| INSTRUÇÕES DO EXERCÍCIO |
1 – Transcreva o trecho do artigo sobre a economia política chinesa que começa em "Como observa Huang, a" e termina em "implementar reformas institucionais.".
2 – Responda a estas perguntas com base no artigo sobre a economia política chinesa:
(a) A que muitos acadêmicos chineses contemporâneos atribuem a sorte minguante da China nos séculos 19 e 20?
(b) Por quem as organizações empresariais chinesas são sabidamente dirigidas?
(c) Que exemplo o artigo dá de políticas deliberadas de cima para baixo?

------ ARTIGO ------

De modo semelhante, muitos acadêmicos chineses contemporâneos atribuem a sorte minguante da China nos séculos 19 e 20 à ideologia confucionista conservadora, que não tinha nenhum espírito de descoberta ou ímpeto para assumir riscos. Huang até sugere que, nas épocas em que os budistas e taoístas representavam uma parcela maior de figuras históricas proeminentes, em relação aos confucionistas, era mais provável que novas ideias florescessem.

Contudo, há razões para crer que as estruturas de Estado e preferências de política econômica da China não sejam só culturais na origem, mas também - ou talvez em vez disso - o resultado de arranjos institucionais deliberados. Por exemplo, as organizações empresariais chinesas são sabidamente dirigidas por laoban, ou chefes, dominadores. Em todo caso, um foco estreito nas estruturas dominadas de cima para baixo da China pode ofuscar a natureza de baixo para cima de muitos aspectos da vida política e econômica do país asiático.

Como observa Huang, a economia política chinesa é marcada não só pelo controle, mas também pela autonomia. Ainda que o país tenha se beneficiado da administração estatal, na forma de políticas deliberadas e de cima para baixo (exemplificadas pelos Planos Quinquenais do governo), iniciativas privadas que operam de baixo para cima e são caóticas (como a atividade empresarial) também têm se mostrado vitais ao seu desenvolvimento. Entender o equilíbrio entre controle e autonomia é essencial para qualquer avaliações dos desafios que a China enfrenta, desde libertar os “espíritos animais” até implementar reformas institucionais.

------ TRECHOS DE DADOS ------

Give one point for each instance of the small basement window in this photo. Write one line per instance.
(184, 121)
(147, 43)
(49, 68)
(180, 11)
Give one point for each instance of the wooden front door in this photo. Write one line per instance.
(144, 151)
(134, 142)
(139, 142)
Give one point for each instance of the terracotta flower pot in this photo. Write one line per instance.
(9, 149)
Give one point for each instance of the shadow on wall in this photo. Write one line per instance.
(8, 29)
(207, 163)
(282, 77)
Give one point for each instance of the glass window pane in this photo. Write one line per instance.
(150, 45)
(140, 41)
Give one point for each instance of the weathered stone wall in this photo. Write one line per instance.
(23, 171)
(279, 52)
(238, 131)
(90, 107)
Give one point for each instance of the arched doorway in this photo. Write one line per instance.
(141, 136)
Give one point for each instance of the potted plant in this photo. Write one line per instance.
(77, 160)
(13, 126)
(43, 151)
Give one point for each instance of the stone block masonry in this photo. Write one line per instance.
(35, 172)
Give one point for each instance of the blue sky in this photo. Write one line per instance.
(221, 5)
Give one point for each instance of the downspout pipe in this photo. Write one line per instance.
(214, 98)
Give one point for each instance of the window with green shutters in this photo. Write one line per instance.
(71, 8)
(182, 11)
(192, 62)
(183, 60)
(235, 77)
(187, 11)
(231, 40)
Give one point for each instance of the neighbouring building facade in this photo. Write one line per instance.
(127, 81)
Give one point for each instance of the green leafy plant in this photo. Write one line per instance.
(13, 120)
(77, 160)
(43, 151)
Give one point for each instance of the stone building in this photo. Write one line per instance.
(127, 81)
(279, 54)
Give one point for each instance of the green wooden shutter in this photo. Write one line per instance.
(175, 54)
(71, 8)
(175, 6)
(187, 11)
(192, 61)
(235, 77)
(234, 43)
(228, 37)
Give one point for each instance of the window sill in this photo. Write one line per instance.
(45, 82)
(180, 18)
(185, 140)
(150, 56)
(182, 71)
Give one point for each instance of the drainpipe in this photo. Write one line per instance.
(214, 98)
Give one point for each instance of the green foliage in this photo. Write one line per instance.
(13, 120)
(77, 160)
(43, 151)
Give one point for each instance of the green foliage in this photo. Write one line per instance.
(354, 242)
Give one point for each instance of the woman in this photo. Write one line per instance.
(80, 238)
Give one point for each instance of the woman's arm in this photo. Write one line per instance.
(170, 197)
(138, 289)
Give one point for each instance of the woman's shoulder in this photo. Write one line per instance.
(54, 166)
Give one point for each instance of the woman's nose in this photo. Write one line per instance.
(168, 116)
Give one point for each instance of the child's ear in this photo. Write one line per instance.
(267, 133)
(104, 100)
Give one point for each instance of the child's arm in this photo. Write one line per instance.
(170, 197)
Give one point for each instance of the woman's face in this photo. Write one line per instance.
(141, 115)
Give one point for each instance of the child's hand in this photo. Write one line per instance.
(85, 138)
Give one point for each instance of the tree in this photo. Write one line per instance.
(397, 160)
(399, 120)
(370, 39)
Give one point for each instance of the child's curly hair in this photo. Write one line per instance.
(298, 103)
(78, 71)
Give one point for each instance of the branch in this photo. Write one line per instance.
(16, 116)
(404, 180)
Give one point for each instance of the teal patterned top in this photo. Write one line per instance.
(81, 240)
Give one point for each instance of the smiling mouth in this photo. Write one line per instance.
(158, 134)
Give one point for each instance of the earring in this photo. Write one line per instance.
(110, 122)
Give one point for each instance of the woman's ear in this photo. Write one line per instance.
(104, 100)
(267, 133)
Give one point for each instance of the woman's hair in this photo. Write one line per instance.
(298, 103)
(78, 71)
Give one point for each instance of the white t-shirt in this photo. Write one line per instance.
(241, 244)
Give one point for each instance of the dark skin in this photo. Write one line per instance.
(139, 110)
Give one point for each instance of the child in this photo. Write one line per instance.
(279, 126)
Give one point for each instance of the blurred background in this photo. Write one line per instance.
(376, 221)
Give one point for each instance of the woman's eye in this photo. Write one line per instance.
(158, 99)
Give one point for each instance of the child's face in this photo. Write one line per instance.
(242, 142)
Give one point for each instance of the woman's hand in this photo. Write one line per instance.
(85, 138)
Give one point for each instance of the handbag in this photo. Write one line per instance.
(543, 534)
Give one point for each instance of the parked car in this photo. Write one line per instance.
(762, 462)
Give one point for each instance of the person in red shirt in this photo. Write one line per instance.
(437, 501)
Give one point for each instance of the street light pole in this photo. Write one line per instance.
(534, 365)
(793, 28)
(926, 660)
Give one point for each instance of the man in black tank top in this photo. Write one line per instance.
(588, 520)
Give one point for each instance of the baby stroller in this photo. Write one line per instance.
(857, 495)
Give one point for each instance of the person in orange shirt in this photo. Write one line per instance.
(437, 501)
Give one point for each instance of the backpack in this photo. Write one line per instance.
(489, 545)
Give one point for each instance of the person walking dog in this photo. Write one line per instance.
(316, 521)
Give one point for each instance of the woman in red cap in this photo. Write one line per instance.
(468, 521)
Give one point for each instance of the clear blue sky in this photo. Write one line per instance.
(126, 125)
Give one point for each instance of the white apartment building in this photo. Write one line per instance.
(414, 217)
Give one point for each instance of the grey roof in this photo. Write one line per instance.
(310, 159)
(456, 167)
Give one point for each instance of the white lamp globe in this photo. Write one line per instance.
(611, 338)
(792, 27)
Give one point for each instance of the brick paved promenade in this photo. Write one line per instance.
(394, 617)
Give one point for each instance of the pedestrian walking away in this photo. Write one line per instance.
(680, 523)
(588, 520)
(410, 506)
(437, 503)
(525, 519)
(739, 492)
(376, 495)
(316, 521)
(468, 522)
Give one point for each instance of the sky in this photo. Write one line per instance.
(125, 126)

------

| RESPOSTAS POR TAREFA |
1 –
Como observa Huang, a economia política chinesa é marcada não só pelo controle, mas também pela autonomia. Ainda que o país tenha se beneficiado da administração estatal, na forma de políticas deliberadas e de cima para baixo (exemplificadas pelos Planos Quinquenais do governo), iniciativas privadas que operam de baixo para cima e são caóticas (como a atividade empresarial) também têm se mostrado vitais ao seu desenvolvimento. Entender o equilíbrio entre controle e autonomia é essencial para qualquer avaliações dos desafios que a China enfrenta, desde libertar os “espíritos animais” até implementar reformas institucionais.

2 –
(a) À ideologia confucionista conservadora.
(b) Por laoban, ou chefes, dominadores.
(c) Os Planos Quinquenais do governo.